#### Action item
The answer is the complete listing below, written out again exactly.

·····

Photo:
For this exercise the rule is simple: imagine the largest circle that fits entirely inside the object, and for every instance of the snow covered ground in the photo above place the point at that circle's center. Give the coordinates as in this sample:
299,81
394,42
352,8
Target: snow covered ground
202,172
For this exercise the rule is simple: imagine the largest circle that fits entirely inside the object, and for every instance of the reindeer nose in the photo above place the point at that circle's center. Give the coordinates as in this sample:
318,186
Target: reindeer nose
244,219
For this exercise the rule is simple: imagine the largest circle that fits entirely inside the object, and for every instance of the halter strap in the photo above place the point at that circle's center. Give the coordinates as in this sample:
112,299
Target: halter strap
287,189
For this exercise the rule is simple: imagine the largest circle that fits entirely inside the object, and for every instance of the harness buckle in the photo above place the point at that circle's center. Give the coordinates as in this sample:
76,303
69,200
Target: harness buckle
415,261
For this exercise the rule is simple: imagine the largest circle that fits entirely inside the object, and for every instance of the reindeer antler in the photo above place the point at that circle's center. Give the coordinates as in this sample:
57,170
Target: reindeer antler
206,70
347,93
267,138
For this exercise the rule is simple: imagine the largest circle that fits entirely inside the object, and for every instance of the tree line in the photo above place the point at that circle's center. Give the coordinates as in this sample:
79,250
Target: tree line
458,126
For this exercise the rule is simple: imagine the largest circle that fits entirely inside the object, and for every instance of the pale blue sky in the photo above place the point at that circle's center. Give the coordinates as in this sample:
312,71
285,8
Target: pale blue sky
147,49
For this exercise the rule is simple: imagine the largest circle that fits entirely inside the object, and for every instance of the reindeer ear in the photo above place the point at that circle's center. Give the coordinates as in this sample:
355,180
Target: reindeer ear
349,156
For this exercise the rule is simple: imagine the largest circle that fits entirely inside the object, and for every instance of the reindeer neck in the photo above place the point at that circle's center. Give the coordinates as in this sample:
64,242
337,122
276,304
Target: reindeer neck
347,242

·····

#### Your response
Photo:
For this exercise the rule is simple: imagine the largest circle that fits entirely inside the object, and for every instance of the snow covered ground in the photo above place the point at that circle's center. Give the coordinates as in this sample:
299,81
394,42
352,8
Target: snow covered ground
202,172
For this exercise the rule is simple: imagine the largest circle that fits entirely inside the object, and for every instance of the reindeer nose in the photo above place the point at that circle's center. Give the coordinates as in this sample:
318,186
Target: reindeer nose
244,219
For this exercise the rule is simple: imagine the largest circle that fits entirely inside the object, and for every instance of the halter strap in the photo above place the point at that circle's center. Give the coordinates as in this sample:
112,299
Target: halter strap
287,189
For this exercise the rule is simple: imagine the largest circle that fits entirely inside the object, and for every instance of the harness buckle in the photo above place the point at that circle's center. Give the coordinates as in this sample:
76,303
69,200
Target: harness buckle
415,261
For this exercise the rule is simple: imagine the largest circle that fits entirely inside the object, and for every instance of the reindeer antler in the photo above place the point at that circle's center. Give the coordinates as in this sample:
57,170
Target: reindeer antler
206,70
347,93
267,138
For this exercise the rule is simple: imagine the largest circle that fits entirely inside the object, and for every instance of the tree line in the photo above place the point at that circle's center. Give the coordinates as in this sample:
79,250
Target: tree line
458,126
For this exercise the rule is simple: imagine the largest circle that fits entirely inside the object, and for every instance of the pale blue sky in the photo above place the point at that circle's center. Give the coordinates as in this sample:
312,71
285,8
Target: pale blue sky
147,49
For this exercise the rule is simple: imagine the largest circle that fits entirely inside the object, and for every instance of the reindeer ear in the photo above place the point at that circle's center. Give the coordinates as in this sample:
355,180
Target: reindeer ear
349,156
For this exercise the rule is simple: imagine the largest circle that fits entirely inside the object, and for every instance of the reindeer neck in the photo above place the point at that circle's center. Give the coordinates as in this sample:
64,242
337,122
276,304
Target: reindeer neck
347,242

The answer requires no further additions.